When their daughter was born in 2008, they already had two sons. They were no strangers to raising children, so they knew that around the clock feedings and sleep adjustments were just a part of the job. In the first few months, they thought maybe it was normal, but by the time that she turned six months old, they realized something was wrong.

“By the time she was 6 months old, we knew something was definitely wrong,” Faith Stepic said. “Kaitlyn wasn’t sleeping. We weren’t sleeping. And even though we kept telling the doctors that she just wouldn’t sleep no matter what we tried, they kept telling us that nothing was wrong with her.”

When they brought up their concerns to the pediatrician, they suggested changing her feeding schedule and crying it out, neither of which worked.

“We tried everything. Nothing worked and we were so frustrated,” she said. “Something just wasn’t right and we had to find out what.”

At 8 months old, the little girl was tested for any disorders that may be inhibiting her sleep. What they found was that she had a disorder called Smith-Magenis Syndrome which is a chromosomal disorder that affects a small portion of the 17th chromosome.

“We didn’t do really well with the diagnosis,” Faith said, noting that Kaitlyn has also been diagnosed as autistic. “We love our pediatrician but he didn’t know anything about the syndrome. He did some research and put us in touch with PRISMS, an organization who helps families dealing with SMS.”

After scouring the internet they came up short. However, they kept digging and found that people with this disorder are typically very sleepy during the day, but have difficulty falling asleep. This is due to an inverted circadian rhythm, which causes her to awaken constantly throughout the night.

“While most of the medications we’ve tried have been able to help her fall asleep, we’ve yet to find anything that can keep her asleep,” John Stepic said. “That means she’s up almost every 20 minutes throughout the night. If we’re lucky, we might get an hour or two of sleep at a time.”

Sleeping is not the only symptom, though, as she also has difficulty with mobility and with speech, both of which she has had therapy to help her make her first steps, through the use of a backbrace.

While her parents admit it is a struggle at times, because their daughter is lucky to get a total of one hour of sleep per night total, they are happy to have a diagnosis and an understanding of their daughter’s condition.

GIVEN ENTRIES –
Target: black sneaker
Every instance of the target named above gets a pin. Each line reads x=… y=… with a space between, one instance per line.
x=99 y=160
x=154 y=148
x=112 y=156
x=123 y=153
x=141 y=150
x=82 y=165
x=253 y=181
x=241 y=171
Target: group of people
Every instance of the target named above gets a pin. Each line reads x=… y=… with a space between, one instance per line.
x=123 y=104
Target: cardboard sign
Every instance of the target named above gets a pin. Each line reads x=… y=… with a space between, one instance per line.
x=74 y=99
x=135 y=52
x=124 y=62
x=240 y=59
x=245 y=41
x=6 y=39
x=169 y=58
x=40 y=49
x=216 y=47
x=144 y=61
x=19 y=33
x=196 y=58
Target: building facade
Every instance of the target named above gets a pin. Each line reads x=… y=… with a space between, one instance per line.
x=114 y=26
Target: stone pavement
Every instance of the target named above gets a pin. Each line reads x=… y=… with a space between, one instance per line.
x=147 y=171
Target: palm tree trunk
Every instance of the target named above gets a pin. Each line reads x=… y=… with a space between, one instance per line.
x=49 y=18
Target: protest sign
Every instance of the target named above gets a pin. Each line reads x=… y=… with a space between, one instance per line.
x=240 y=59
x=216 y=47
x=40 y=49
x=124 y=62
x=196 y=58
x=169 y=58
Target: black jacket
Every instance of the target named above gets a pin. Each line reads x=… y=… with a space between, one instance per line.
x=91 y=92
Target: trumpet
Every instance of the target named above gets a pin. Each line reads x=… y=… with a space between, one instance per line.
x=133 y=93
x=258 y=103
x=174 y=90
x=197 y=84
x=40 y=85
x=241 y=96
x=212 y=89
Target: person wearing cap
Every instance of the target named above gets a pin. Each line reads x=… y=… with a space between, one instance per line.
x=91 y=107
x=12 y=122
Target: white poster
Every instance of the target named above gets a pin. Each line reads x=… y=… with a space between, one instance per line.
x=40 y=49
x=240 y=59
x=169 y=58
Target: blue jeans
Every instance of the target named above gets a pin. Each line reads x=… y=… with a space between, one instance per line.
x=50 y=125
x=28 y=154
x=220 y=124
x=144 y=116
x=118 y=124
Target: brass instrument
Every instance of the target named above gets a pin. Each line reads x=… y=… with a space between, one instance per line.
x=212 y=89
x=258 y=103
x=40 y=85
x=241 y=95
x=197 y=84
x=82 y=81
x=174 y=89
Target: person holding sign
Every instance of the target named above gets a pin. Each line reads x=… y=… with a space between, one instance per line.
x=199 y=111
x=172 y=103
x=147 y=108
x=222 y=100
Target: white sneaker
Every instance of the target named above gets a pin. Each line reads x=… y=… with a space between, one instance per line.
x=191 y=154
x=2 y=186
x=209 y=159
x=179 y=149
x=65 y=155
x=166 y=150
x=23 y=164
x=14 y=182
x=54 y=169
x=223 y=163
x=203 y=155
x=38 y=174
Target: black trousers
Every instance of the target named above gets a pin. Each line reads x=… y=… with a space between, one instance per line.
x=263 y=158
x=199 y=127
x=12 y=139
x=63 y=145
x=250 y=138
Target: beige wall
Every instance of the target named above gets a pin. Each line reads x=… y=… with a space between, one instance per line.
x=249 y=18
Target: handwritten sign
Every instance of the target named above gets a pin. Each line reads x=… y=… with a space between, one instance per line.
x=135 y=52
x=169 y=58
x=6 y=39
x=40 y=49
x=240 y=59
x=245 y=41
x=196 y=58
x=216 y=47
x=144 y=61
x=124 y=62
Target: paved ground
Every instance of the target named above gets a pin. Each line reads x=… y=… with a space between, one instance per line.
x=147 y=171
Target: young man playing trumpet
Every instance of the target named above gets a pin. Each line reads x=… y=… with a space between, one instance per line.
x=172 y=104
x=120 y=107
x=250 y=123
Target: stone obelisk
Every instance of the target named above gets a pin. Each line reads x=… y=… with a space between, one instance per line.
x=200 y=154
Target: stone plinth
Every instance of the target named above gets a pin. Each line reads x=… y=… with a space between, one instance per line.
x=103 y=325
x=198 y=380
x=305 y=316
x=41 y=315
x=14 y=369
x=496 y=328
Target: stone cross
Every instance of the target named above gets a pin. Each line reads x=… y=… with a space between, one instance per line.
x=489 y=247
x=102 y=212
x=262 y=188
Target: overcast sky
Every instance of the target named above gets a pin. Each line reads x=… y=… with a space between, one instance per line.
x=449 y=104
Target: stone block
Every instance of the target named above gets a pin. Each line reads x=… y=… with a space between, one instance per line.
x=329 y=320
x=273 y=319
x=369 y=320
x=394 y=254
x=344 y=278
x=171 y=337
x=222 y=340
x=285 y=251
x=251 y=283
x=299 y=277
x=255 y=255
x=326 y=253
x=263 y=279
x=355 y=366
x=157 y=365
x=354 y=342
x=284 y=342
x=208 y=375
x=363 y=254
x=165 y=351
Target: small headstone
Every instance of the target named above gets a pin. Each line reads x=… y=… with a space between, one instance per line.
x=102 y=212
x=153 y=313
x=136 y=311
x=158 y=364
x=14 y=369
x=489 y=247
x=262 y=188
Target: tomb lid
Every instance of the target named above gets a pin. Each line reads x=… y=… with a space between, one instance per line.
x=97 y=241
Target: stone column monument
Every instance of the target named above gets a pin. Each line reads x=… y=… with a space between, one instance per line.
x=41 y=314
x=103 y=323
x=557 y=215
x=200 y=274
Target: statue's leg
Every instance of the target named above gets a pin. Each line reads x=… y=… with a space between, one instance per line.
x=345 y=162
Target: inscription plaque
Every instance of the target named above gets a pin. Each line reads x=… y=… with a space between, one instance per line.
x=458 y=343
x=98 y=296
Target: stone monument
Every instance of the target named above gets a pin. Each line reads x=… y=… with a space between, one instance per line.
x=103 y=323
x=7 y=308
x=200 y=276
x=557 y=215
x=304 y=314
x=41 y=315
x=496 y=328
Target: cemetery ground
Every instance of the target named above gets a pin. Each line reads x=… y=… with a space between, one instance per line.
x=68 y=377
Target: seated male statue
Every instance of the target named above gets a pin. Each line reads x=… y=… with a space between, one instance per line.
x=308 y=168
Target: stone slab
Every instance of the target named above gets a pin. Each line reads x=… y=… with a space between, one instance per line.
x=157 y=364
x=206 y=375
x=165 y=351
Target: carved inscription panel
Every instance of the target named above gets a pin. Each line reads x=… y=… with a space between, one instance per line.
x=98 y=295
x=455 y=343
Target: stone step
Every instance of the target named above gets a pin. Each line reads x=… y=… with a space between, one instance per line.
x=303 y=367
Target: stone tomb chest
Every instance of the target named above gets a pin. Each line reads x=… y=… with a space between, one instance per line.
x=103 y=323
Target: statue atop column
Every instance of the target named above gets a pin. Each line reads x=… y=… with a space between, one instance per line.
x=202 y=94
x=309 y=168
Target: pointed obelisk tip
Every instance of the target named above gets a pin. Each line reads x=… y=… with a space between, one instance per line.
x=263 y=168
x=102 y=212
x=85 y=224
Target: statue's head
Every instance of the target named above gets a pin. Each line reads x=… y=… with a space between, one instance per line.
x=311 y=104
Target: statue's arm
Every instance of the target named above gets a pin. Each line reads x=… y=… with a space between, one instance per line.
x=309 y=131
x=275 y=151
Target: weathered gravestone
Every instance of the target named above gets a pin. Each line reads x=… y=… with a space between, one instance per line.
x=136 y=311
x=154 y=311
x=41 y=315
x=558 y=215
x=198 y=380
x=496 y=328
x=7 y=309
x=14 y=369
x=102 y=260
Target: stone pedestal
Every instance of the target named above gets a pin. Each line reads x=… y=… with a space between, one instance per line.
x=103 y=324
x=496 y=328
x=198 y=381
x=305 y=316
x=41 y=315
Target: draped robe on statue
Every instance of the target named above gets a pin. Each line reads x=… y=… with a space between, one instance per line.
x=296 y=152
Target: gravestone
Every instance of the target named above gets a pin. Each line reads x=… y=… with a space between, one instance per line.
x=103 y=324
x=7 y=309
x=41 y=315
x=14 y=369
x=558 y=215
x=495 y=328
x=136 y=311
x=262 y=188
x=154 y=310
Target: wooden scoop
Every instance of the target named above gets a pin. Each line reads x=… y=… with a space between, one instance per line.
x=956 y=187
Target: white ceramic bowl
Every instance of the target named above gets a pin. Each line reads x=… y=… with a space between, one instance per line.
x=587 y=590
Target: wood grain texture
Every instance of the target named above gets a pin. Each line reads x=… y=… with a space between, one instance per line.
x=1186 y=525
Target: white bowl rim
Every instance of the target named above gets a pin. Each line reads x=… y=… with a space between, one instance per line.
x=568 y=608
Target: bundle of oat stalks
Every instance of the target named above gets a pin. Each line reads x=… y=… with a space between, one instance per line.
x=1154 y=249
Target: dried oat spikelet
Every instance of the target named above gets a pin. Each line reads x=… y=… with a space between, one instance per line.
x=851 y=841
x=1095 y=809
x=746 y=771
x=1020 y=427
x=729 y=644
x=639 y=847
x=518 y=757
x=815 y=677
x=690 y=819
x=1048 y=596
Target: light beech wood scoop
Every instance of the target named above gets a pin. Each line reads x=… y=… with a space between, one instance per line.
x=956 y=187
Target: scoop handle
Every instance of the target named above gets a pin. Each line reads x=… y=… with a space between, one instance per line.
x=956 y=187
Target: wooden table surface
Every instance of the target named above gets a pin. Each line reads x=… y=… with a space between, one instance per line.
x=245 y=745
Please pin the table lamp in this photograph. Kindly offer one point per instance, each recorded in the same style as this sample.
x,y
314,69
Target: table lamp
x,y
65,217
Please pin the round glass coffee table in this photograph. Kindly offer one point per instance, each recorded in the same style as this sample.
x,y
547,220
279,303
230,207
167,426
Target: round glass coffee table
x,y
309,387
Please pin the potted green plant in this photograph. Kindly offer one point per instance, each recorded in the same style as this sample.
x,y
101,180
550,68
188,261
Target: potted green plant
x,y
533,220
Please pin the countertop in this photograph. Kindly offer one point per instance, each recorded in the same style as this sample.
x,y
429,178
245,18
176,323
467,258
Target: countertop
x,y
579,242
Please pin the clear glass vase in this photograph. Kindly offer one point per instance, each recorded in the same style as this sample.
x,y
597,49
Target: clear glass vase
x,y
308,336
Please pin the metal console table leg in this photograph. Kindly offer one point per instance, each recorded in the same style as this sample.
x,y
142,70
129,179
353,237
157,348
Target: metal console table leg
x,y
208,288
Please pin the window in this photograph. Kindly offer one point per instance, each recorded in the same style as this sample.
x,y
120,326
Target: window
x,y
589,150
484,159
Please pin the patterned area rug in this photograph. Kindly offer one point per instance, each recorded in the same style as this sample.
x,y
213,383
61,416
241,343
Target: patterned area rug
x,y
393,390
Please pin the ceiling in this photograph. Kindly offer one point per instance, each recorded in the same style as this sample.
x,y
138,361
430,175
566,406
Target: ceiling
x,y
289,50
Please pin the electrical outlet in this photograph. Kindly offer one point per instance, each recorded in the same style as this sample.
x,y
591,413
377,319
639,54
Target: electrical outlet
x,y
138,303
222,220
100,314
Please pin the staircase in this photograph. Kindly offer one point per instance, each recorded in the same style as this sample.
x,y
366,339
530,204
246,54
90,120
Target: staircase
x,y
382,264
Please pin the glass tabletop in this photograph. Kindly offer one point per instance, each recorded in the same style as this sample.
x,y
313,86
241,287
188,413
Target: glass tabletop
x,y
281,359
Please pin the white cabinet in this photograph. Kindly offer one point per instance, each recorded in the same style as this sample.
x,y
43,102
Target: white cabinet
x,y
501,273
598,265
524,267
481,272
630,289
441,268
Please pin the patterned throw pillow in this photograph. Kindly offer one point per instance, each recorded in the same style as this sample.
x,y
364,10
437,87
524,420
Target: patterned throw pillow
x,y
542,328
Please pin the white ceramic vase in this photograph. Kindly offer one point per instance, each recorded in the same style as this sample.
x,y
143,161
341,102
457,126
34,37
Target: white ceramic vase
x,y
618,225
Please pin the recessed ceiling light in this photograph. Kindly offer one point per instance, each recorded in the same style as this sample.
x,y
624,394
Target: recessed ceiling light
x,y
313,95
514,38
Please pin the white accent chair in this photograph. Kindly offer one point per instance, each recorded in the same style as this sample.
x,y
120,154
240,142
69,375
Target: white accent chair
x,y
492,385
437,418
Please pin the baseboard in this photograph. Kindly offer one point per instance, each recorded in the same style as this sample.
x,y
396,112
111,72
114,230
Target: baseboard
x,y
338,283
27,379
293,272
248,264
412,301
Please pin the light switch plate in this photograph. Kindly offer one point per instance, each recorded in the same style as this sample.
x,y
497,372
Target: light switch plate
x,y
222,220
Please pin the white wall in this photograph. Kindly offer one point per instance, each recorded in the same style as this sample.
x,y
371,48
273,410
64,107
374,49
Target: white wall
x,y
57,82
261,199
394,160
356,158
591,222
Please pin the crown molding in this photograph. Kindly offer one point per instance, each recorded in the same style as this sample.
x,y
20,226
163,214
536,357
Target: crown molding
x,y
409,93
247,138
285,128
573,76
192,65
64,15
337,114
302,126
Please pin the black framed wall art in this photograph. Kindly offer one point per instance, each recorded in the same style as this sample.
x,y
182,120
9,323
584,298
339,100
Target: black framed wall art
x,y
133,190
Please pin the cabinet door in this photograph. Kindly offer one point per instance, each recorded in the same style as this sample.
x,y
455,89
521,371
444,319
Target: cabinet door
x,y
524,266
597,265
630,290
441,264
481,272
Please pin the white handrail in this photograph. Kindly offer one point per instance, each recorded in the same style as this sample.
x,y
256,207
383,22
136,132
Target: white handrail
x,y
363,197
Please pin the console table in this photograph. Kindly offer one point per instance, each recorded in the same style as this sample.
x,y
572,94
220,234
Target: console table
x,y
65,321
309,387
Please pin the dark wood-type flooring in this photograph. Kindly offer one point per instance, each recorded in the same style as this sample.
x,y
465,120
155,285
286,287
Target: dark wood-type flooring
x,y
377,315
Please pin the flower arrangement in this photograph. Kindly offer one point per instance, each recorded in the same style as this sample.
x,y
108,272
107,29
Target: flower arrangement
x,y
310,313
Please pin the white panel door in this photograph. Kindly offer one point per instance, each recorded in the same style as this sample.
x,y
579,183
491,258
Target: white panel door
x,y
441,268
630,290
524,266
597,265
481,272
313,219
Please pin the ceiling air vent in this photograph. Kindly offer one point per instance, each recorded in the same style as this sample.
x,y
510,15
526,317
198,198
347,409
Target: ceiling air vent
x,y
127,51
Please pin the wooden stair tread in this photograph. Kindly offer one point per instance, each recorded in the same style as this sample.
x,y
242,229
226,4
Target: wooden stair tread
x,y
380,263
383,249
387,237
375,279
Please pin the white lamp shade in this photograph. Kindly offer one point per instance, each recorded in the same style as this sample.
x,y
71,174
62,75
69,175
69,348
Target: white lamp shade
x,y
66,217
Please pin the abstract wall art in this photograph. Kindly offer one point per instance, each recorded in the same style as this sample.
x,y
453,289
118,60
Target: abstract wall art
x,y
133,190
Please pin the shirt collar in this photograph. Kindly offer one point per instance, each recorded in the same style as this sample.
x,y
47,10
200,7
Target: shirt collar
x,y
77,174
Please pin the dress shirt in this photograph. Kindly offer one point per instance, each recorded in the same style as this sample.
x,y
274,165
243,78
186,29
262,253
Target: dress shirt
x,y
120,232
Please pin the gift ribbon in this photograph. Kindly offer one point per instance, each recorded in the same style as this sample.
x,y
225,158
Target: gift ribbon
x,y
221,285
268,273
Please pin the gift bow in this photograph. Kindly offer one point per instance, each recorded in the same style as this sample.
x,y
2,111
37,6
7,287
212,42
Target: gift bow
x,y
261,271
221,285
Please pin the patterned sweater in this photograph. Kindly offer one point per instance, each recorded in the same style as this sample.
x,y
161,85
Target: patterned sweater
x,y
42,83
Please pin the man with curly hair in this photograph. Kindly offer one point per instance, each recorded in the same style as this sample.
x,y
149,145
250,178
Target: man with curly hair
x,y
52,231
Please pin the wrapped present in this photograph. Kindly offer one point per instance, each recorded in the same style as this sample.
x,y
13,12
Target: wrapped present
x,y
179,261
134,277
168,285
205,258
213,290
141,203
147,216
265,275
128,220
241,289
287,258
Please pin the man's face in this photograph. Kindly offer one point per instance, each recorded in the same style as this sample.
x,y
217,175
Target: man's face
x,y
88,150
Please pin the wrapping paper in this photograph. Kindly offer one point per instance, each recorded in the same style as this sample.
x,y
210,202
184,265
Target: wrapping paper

WHAT TO DO –
1. Decide whether each statement agrees with the text about Kaitlyn's sleep disorder. For each, answer yes or no and quote the deciding words. (a) The daughter was born in 2008. (b) The pediatrician's suggestions of changing her feeding schedule and crying it out worked. (c) Medications have been found that keep Kaitlyn asleep through the night.
2. Copy the stretch from "While her parents" through "their daughter’s condition." in the text about Kaitlyn's sleep disorder, swapping "struggle" for "challenge".

SOLUTIONS TO THE PROBLEMS –
1.
(a) Yes: "When their daughter was born in 2008"
(b) No: "neither of which worked"
(c) No: "we’ve yet to find anything that can keep her asleep"

2.
While her parents admit it is a challenge at times, because their daughter is lucky to get a total of one hour of sleep per night total, they are happy to have a diagnosis and an understanding of their daughter’s condition.